[Study material]
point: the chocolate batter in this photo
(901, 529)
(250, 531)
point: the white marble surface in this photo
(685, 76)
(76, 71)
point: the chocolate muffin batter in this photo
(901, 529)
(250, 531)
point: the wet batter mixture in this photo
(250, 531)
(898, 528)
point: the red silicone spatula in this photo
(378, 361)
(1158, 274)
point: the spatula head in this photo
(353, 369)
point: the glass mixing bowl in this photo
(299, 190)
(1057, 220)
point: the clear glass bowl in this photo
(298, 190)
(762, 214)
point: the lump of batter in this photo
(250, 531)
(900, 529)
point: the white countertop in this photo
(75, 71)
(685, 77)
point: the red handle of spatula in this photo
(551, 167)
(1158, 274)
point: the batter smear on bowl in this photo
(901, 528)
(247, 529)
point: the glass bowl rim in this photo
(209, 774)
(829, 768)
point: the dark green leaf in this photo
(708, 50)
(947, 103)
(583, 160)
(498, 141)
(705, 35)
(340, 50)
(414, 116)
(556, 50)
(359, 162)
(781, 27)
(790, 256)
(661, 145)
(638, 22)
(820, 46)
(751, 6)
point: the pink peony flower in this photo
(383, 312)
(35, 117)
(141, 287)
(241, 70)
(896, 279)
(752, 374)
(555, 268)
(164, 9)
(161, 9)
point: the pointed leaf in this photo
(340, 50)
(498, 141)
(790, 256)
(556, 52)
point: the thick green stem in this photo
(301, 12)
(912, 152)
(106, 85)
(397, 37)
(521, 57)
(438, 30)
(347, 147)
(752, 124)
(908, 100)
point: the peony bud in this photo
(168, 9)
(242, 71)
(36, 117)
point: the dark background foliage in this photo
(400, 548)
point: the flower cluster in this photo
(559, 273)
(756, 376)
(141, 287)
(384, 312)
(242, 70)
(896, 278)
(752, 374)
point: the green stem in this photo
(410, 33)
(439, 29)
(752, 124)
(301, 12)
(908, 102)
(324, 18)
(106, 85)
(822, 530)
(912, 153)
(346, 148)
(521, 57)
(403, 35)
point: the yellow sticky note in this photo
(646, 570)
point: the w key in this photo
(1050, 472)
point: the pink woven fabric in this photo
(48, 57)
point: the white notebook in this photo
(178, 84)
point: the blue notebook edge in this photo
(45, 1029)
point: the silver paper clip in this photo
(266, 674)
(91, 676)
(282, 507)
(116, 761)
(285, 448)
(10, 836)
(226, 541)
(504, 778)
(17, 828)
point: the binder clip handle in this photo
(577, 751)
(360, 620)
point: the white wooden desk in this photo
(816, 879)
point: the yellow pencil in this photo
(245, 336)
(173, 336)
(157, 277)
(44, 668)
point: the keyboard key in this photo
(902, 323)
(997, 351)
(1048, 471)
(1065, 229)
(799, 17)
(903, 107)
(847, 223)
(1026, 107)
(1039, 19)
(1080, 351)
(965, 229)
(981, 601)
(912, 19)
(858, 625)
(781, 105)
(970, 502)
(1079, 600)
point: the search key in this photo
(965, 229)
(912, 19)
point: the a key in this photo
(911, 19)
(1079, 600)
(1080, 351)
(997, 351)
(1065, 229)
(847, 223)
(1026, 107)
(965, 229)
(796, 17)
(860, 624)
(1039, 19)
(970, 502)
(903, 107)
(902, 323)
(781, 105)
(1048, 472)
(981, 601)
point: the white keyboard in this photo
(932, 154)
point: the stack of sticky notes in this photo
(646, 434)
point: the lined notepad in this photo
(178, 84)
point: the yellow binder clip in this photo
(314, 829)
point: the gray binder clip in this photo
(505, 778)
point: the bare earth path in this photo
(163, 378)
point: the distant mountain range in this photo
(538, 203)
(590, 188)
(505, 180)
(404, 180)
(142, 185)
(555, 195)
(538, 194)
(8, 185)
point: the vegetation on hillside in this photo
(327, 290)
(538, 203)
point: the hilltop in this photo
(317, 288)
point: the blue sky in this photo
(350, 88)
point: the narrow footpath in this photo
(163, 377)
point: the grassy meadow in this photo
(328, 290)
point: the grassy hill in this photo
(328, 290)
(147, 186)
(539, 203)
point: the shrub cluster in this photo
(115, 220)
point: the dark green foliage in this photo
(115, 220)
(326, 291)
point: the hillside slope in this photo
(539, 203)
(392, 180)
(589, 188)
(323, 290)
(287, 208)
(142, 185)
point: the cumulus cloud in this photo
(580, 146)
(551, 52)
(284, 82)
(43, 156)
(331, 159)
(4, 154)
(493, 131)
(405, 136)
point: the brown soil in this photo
[/Study material]
• Problem statement
A complete, exact copy of the material is required.

• Answer for this exercise
point: the chocolate batter in this photo
(901, 529)
(250, 531)
point: the white marble surface in this photo
(685, 76)
(76, 71)
point: the chocolate muffin batter in this photo
(901, 529)
(250, 531)
point: the wet batter mixture in this photo
(250, 531)
(898, 528)
point: the red silicone spatula in this photo
(378, 361)
(1158, 274)
point: the spatula head in this photo
(353, 369)
point: the glass mixing bowl in this photo
(299, 190)
(1057, 220)
point: the clear glass bowl in this photo
(298, 190)
(762, 214)
point: the lump of batter in this photo
(250, 531)
(900, 529)
point: the white countertop in this photo
(75, 71)
(685, 77)
point: the red handle of spatula in this photo
(551, 167)
(1158, 274)
point: the batter smear on bowl in this photo
(901, 528)
(247, 529)
point: the glass bowl rim in this photo
(209, 774)
(829, 768)
point: the dark green leaf in this photo
(708, 50)
(947, 103)
(583, 160)
(498, 141)
(705, 35)
(340, 50)
(414, 116)
(556, 50)
(359, 162)
(781, 27)
(790, 256)
(661, 145)
(638, 22)
(820, 46)
(751, 6)
point: the pink peony flower in this photo
(383, 312)
(35, 117)
(141, 287)
(241, 70)
(896, 279)
(752, 374)
(555, 268)
(164, 9)
(161, 9)
point: the pointed leaf in this photo
(340, 50)
(498, 141)
(790, 256)
(556, 52)
point: the thick green stem in this photo
(301, 12)
(912, 152)
(106, 85)
(397, 37)
(521, 57)
(438, 30)
(347, 147)
(752, 124)
(908, 100)
point: the peony bud in this photo
(168, 9)
(242, 71)
(36, 117)
point: the dark background foliage in this photo
(400, 548)
point: the flower cluster in this photo
(559, 273)
(756, 376)
(141, 287)
(384, 312)
(242, 70)
(896, 278)
(752, 374)
point: the green stem in this photo
(410, 33)
(439, 29)
(752, 124)
(301, 12)
(908, 102)
(324, 18)
(106, 85)
(822, 530)
(912, 153)
(346, 148)
(521, 57)
(403, 35)
point: the yellow sticky note in this photo
(646, 570)
point: the w key in this photo
(1050, 472)
point: the pink woven fabric in this photo
(48, 57)
point: the white notebook in this photo
(178, 84)
point: the blue notebook edge in this photo
(45, 1029)
point: the silver paper clip in this photo
(266, 674)
(91, 676)
(282, 507)
(116, 761)
(285, 448)
(10, 836)
(226, 541)
(504, 778)
(17, 828)
point: the binder clip handle in this photo
(577, 751)
(360, 620)
point: the white wooden desk in this photo
(816, 879)
point: the yellow pencil in this photo
(245, 336)
(173, 336)
(157, 277)
(44, 668)
point: the keyboard key in this photo
(902, 323)
(997, 351)
(1048, 471)
(1065, 229)
(799, 17)
(903, 107)
(847, 223)
(1026, 107)
(1039, 19)
(1080, 351)
(965, 229)
(981, 601)
(912, 19)
(858, 625)
(781, 105)
(970, 502)
(1079, 600)
point: the search key in this photo
(965, 229)
(912, 19)
point: the a key in this photo
(911, 19)
(1079, 600)
(1080, 351)
(997, 351)
(1065, 229)
(847, 223)
(1026, 107)
(965, 229)
(796, 17)
(860, 624)
(1039, 19)
(970, 502)
(903, 107)
(902, 323)
(781, 105)
(1048, 472)
(981, 601)
point: the white keyboard in this photo
(932, 154)
point: the stack of sticky notes in this photo
(646, 434)
point: the lined notepad in this photo
(178, 84)
point: the yellow binder clip in this photo
(314, 829)
point: the gray binder clip in this photo
(505, 778)
point: the bare earth path in this photo
(163, 378)
point: the distant mountain range in this photo
(538, 203)
(590, 188)
(505, 180)
(404, 180)
(142, 185)
(555, 195)
(538, 194)
(8, 185)
point: the vegetation on hillside in this photo
(327, 290)
(538, 203)
point: the hilltop in this photo
(317, 288)
point: the blue sky in this photo
(350, 88)
point: the narrow footpath in this photo
(163, 377)
point: the grassy meadow in this photo
(328, 290)
point: the grassy hill in this photo
(328, 290)
(147, 186)
(539, 203)
point: the shrub cluster in this photo
(115, 220)
point: the dark green foliage in this photo
(115, 220)
(326, 291)
point: the hillside slope in this photo
(539, 203)
(392, 180)
(589, 188)
(323, 290)
(287, 208)
(142, 185)
point: the cumulus cloud in this photo
(580, 146)
(551, 52)
(284, 82)
(43, 156)
(331, 159)
(4, 154)
(493, 131)
(405, 136)
point: the brown soil in this photo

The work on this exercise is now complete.